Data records

--------------------------------

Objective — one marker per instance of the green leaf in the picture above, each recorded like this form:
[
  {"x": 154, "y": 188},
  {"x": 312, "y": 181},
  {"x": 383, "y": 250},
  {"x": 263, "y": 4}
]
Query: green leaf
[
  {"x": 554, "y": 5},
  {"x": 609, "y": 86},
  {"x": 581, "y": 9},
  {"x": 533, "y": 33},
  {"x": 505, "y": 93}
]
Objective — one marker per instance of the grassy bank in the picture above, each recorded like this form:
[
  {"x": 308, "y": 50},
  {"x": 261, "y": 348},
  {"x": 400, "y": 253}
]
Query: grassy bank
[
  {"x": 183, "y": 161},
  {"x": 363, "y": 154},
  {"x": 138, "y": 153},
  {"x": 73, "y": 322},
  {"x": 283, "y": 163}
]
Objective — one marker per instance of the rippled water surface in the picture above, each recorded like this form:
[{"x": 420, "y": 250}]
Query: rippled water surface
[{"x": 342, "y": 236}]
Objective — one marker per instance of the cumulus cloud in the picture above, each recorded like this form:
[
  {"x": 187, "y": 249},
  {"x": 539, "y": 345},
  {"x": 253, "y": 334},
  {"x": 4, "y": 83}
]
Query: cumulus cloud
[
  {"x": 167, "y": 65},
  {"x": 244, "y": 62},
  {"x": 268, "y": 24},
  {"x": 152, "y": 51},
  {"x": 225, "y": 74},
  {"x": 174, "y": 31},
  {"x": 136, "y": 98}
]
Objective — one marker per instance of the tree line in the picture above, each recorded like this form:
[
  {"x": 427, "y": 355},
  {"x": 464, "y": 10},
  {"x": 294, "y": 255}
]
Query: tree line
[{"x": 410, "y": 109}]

--------------------------------

Nothing but the lines from the one with "Objective — one marker per instance of the cumulus" through the end of the data above should be repeated, each exactly as it stands.

Objective — one marker per instance of the cumulus cloud in the picture above, each recorded like this form:
[
  {"x": 187, "y": 249},
  {"x": 539, "y": 345},
  {"x": 253, "y": 334},
  {"x": 4, "y": 83}
]
Query: cumulus cloud
[
  {"x": 167, "y": 65},
  {"x": 244, "y": 62},
  {"x": 268, "y": 24},
  {"x": 152, "y": 51},
  {"x": 225, "y": 74},
  {"x": 174, "y": 31},
  {"x": 136, "y": 98}
]
Objective — one marker per instance of the tree line in the picture above, each recorded like this form:
[
  {"x": 427, "y": 355},
  {"x": 464, "y": 10},
  {"x": 294, "y": 255}
]
Query: tree line
[{"x": 410, "y": 109}]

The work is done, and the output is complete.